## WHAT IS NEEDED
Continue the review of the Bernice Summerfield novel Walking to Babylon below, picking up right after its final sentence.

## DOCUMENT SECTION
With the switch to the Bernice Summerfield novels, the
New Adventures lost their ability to do any real time travelling plots inherent
in Doctor Who plots. It becomes
interesting when Kate Orman contributes the first time there would be any real
time travel elements included in the series as well as being a sequel to Ben
Aaronovitch’s The Also People, more so than Ghost Devices was
despite featuring the People. Kate Orman
once again looks into the psychology of the main character post-The Dying
Days where she has already cut off every last shred of her relationship
with Jason Kane, but at this point there is already a lot of both subtext and
straight up text that she clearly still loves the man. This is already the tenth novel in the series
and Jason has appeared in several of the other novels, mainly Beyond the Sun
and Deadfall, but it is really interesting because Jason is nowhere to
be seen in Walking to Babylon.
This doesn’t feel like an oversight on Orman’s part, he is explicitly
absent which in retrospect makes it incredibly weird that the audio adaptation
brought in Jason Kane but didn’t actually add much for him to do except be part
of the People plot which was heavily truncated, existing God, Clarence, and the
Worldsphere entirely with a decent amount of the residuals going to creating a
plot for Jason as well as changing the motivations for the two main People
characters who were included.

## EXTRACTED DATA
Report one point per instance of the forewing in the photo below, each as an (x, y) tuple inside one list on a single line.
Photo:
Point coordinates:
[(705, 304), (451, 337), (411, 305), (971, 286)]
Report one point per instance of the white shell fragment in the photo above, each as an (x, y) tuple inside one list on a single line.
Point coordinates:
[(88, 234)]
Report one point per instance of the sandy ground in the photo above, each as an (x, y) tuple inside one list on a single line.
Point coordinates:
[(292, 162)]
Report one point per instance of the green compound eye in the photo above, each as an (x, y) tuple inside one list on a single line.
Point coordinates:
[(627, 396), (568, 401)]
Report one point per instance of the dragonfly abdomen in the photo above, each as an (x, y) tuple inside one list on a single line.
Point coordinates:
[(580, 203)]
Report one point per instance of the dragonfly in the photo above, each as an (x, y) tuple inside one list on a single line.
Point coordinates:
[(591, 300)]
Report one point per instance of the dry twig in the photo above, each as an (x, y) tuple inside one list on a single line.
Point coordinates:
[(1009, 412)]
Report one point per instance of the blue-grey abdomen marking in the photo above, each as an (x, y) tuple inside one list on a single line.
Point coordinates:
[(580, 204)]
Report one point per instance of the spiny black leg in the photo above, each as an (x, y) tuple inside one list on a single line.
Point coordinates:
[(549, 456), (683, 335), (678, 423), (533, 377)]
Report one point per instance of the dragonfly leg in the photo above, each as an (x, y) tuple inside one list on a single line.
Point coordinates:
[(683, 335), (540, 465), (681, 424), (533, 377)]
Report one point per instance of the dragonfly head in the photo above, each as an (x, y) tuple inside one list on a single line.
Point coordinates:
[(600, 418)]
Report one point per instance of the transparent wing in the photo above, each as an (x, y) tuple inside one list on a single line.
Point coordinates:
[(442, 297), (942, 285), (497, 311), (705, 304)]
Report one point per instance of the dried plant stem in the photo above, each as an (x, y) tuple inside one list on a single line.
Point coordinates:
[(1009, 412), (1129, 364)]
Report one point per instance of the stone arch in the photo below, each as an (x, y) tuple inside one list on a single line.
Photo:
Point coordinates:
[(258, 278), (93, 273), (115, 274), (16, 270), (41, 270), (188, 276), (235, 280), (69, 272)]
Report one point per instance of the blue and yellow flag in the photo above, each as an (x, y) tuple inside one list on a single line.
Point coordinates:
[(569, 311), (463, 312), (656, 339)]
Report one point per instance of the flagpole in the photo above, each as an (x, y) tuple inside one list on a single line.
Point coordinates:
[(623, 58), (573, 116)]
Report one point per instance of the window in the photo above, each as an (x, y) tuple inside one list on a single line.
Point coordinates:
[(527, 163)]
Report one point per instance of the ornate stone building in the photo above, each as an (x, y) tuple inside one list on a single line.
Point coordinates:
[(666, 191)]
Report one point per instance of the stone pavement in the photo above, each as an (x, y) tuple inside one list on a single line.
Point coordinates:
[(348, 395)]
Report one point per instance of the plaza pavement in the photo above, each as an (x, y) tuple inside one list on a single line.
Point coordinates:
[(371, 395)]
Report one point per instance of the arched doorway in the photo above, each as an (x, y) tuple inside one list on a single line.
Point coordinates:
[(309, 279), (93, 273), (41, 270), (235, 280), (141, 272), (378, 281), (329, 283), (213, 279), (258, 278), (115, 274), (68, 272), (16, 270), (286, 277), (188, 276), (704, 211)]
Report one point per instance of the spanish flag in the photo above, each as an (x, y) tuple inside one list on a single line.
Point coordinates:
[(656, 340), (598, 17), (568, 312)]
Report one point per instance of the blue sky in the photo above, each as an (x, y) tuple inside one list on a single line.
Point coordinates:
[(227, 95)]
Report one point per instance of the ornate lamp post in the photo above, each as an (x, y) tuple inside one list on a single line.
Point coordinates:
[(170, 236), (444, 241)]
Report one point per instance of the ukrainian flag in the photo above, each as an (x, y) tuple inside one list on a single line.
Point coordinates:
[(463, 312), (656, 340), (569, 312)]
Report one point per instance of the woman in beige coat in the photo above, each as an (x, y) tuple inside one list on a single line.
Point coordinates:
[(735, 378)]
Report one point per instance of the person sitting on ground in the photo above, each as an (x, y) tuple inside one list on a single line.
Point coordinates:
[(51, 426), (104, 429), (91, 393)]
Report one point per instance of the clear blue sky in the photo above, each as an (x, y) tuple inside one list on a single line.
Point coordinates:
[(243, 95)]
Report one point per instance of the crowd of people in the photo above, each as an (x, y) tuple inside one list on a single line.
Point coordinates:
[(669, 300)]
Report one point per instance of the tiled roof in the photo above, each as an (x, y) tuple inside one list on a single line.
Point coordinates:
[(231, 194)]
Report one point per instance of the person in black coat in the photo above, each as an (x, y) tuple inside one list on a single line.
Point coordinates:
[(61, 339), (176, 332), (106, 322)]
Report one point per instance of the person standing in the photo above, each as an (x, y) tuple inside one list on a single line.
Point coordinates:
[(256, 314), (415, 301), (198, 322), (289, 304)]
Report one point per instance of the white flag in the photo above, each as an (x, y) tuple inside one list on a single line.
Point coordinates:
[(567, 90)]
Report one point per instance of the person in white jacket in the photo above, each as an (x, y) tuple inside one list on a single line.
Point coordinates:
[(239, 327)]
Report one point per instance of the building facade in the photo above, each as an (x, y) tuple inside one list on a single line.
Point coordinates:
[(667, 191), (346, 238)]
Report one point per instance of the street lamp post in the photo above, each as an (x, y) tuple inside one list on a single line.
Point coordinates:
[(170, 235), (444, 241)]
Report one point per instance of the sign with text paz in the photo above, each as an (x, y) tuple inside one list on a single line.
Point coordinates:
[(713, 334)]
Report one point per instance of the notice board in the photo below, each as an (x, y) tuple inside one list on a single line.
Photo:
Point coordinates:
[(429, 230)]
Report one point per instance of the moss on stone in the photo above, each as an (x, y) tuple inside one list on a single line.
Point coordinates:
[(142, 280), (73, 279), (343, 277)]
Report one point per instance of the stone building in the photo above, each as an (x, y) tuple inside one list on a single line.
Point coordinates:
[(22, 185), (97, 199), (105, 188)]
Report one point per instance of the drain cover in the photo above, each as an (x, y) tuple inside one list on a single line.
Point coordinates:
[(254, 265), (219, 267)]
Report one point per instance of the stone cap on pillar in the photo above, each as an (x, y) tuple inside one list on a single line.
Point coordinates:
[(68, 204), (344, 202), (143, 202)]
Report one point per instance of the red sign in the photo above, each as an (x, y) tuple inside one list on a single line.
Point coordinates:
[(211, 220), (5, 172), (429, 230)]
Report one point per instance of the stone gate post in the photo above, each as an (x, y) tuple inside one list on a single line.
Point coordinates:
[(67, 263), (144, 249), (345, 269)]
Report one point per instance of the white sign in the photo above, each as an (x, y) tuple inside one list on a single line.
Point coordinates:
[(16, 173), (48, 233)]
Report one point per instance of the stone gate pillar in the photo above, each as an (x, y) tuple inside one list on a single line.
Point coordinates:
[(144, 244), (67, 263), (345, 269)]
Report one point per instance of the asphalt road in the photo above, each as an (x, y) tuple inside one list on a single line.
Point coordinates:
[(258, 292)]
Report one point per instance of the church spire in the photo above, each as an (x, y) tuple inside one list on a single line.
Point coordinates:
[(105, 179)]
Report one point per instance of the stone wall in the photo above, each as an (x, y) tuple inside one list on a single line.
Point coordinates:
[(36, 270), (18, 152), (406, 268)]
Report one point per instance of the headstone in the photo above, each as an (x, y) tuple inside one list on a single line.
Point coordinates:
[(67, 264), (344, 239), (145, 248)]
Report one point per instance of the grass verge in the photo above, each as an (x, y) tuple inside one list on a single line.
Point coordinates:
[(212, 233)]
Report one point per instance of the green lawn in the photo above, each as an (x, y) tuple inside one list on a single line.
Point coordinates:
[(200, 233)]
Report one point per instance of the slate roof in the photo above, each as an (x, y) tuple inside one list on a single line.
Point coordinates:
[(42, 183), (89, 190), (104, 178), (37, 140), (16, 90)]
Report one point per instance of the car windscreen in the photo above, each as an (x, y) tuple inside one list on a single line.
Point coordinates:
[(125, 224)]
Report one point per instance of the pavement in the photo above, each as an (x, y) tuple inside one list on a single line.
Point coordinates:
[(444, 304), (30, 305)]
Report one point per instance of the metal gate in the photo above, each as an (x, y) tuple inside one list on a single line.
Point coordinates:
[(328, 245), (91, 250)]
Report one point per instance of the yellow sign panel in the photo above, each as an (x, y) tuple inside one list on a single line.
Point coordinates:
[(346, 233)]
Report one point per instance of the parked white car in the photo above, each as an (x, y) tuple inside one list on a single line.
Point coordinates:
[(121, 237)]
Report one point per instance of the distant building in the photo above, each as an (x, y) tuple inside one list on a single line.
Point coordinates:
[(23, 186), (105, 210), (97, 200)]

## ANSWER FOR THIS EXERCISE
Walking to Babylon has
a brilliant plot about two rogue People finding their way to Ancient Babylon
where they are attempting to avert a war, a very specific war that is never
named but heavily implied to be a Time War involving the Time Lords. The interference with the timelines is what permeates
this novel as everything builds towards a point where it is revealed that
despite these specific People not being responsible for the Path through time,
but another People being secretly stoking the war. One stroke of genius was concluding the novel
on the Worldsphere with a denouement involving characters from The Also
People and So Vile a Sin appearing to support Benny in what is essentially
emotional turmoil. John Lafayette is a character
from the early 20th century, included here to be a love interest to
Benny and the other emotional center of the novel. John is a reserved Edwardian gentleman who is
shoved into an ancient culture who is more sexually liberated with institutionalized
sex work and a major supporting character being a religious prostitute. Orman is brilliant at creating a romance
between John and Benny while setting the book in an epistolary format, mainly
from publications Benny wrote or her own personal memoirs, with the footnotes
representing the many sticky notes which cover passages of Benny’s diary. We get to see this relationship grow between
two people out of time, one very experienced, the other inexperienced. The sexual repression and liberation of John
Lafayette which is paired with the romantic feelings and sexual encounters
without being gratuitous. This is no Timewyrm:
Genesys, as Orman addresses a lot of what sex work entails and how it
culturally works in Babylonian society.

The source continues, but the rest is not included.